PROBLEMS TO WORK ON
[A] Retype the passage of the Eliza Bennett article starting with "In 2012, Bennett" and going on through "in November 2022.".
[B] Answer these questions using the Eliza Bennett article:
(i) In what town did Bennett grow up?
(ii) What was the title of the song Bennett performed for the Inkheart soundtrack?
(iii) To which theater did Loserville transfer for its West End run?

++++ DOCUMENT SEGMENT ++++

English actress and singer (born 1992)

Eliza Bennett (born 17 March 1992) is an English actress and singer. Her most notable roles have been those of Meggie Folchart in the film Inkheart, Tora in the film Nanny McPhee, Susan in From Time to Time and Holly Manson in the West End musical Loserville. Bennett starred on the black comedy series Sweet/Vicious as Jules Thomas. In 2021, Bennett played Amanda Carrington in the final two seasons (2021–2022) of the series Dynasty.

==Early and personal life==
Bennett was born and grew up in Reading, Berkshire with her older brother and sister and attended Leighton Park School.

==Career==
===Film===
Bennett landed her first role as Jemima in Chitty Chitty Bang Bang at the London Palladium in 2002 aged nine. She got her first film role playing Princess Arabella in 2004's The Prince & Me. In 2005 Bennett landed one of her biggest film roles, playing Tora in Nanny McPhee.

In 2005, she played Hayley in the TV movie Supernova, Young Anne in the 2006 film Victims, Emily in The Contractor with Wesley Snipes and television work as Nora in the Agatha Christie's Marple episode "By the Pricking of My Thumbs".

In 2006, Bennett played the role of Meggie Folchart in the film Inkheart, based on the novel by Cornelia Funke. In 2009, she went on to land the role of Susan in Julian Fellowes' film From Time to Time.

In 2010, Bennett played the role of Kate Anderson in Johannes Roberts' thriller film F, and appeared in Roadkill in 2011. In 2012, she portrayed the psychopathic character of Kayleigh in the thriller film Confine; a role for which she received a best supporting actress nomination at the Wild Rose Independent Film Festival, eventually receiving a distinctive achievement award. and also winning Best Actress Award for Confine at CYIFF 2013

Bennett played Alex/Brittany in the 2015 film H8RZ and Agathe Von Trapp in the 2015 film The von Trapp Family: A Life of Music.

From 2016 to 2017, Bennett starred as Jules Thomas in Sweet/Vicious. In 2021, she began playing Amanda Carrington in the CW series Dynasty.

===Music ===
Bennett performed a song for Inkhearts soundtrack, called "My Declaration", originally written and performed by Tom Baxter.

In 2012, Bennett went back to musical theatre when she was cast as Holly in the West End musical Loserville. This was first performed at the West Yorkshire Playhouse in Leeds, before getting a West End transfer to the Garrick Theatre in 2012.

Bennett released her new EP "Late Twenties" in November 2022.

++++ RECORD SET ++++

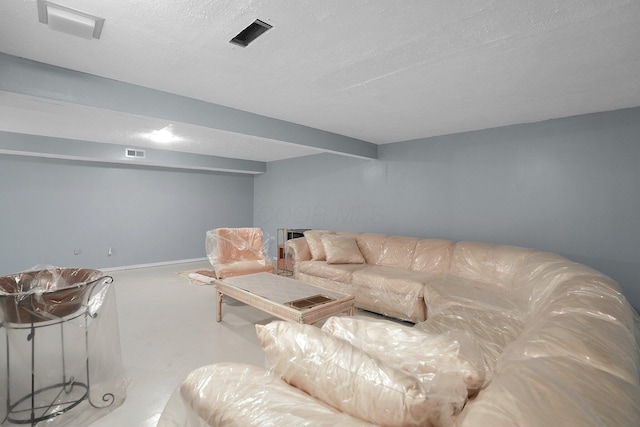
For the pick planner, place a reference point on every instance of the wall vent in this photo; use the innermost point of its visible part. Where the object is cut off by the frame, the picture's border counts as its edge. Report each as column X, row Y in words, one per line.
column 252, row 32
column 132, row 153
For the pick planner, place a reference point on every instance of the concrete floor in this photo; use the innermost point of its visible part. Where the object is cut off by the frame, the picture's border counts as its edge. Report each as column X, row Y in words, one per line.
column 167, row 329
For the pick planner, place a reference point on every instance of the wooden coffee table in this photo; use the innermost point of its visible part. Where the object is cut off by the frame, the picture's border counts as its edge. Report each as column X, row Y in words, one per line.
column 283, row 297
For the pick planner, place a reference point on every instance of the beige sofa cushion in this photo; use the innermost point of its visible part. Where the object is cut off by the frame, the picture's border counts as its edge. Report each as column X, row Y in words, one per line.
column 341, row 375
column 342, row 273
column 496, row 264
column 371, row 246
column 239, row 395
column 432, row 255
column 341, row 249
column 553, row 392
column 314, row 240
column 413, row 350
column 391, row 291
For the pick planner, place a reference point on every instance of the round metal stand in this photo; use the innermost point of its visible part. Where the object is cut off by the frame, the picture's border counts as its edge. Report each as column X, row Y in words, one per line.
column 46, row 402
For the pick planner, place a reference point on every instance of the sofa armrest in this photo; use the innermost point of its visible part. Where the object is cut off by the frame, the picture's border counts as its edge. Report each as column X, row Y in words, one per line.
column 297, row 250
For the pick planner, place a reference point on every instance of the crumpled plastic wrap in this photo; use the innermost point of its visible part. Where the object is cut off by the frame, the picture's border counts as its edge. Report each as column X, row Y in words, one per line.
column 358, row 383
column 239, row 395
column 413, row 350
column 60, row 328
column 238, row 251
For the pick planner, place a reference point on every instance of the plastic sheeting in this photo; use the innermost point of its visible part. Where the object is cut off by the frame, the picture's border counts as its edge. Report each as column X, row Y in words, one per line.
column 238, row 251
column 422, row 354
column 61, row 361
column 358, row 383
column 239, row 395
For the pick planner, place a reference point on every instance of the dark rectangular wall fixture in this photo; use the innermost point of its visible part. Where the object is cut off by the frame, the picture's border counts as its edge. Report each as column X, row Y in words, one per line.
column 249, row 34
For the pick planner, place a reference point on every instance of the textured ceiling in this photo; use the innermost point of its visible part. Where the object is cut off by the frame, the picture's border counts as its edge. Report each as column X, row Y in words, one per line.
column 379, row 71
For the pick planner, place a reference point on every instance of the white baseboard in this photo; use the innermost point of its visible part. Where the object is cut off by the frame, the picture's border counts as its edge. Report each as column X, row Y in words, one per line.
column 153, row 264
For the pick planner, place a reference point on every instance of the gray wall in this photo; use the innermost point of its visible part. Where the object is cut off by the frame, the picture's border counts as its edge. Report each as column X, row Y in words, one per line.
column 570, row 186
column 147, row 215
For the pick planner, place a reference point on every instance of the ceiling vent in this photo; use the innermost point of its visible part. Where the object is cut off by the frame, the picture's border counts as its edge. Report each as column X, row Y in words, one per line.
column 252, row 32
column 132, row 153
column 70, row 21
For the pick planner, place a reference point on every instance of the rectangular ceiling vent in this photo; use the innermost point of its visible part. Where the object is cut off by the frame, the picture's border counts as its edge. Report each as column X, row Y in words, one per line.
column 252, row 32
column 132, row 153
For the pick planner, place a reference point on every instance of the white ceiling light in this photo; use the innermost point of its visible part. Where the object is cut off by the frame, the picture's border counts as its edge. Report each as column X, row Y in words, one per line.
column 70, row 21
column 164, row 135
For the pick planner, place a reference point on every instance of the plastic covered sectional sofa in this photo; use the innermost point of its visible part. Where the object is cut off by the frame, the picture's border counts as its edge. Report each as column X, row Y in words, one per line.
column 525, row 338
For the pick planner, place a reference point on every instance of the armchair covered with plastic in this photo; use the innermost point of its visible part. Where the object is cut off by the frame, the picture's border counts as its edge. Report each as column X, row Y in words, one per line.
column 237, row 251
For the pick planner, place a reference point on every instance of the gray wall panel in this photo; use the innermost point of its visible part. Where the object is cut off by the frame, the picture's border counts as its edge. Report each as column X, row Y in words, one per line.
column 570, row 186
column 147, row 215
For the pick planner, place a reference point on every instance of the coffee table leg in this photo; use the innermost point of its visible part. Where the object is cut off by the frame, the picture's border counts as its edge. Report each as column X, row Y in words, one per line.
column 219, row 298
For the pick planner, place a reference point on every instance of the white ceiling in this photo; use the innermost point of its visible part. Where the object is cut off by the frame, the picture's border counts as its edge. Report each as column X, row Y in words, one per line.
column 377, row 70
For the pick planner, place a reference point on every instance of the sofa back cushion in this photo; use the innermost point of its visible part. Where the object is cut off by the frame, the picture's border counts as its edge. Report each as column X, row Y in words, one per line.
column 371, row 246
column 397, row 251
column 432, row 255
column 314, row 240
column 413, row 350
column 486, row 262
column 341, row 249
column 350, row 380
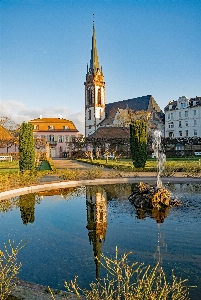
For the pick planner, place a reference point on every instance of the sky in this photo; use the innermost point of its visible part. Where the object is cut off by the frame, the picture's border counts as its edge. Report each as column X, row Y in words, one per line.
column 150, row 47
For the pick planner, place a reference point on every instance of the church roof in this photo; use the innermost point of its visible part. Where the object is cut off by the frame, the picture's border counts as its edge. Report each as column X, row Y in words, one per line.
column 136, row 104
column 112, row 132
column 57, row 122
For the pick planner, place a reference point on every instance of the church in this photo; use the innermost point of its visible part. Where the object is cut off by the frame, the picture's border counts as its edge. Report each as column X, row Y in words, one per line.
column 112, row 120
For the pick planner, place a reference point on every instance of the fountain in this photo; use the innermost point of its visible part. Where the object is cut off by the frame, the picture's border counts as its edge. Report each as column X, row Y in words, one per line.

++++

ANSWERS TO THE PROBLEMS
[A]
In 2012, Bennett went back to musical theatre when she was cast as Holly in the West End musical Loserville. This was first performed at the West Yorkshire Playhouse in Leeds, before getting a West End transfer to the Garrick Theatre in 2012.

Bennett released her new EP "Late Twenties" in November 2022.

[B]
(i) Reading, Berkshire
(ii) "My Declaration"
(iii) The Garrick Theatre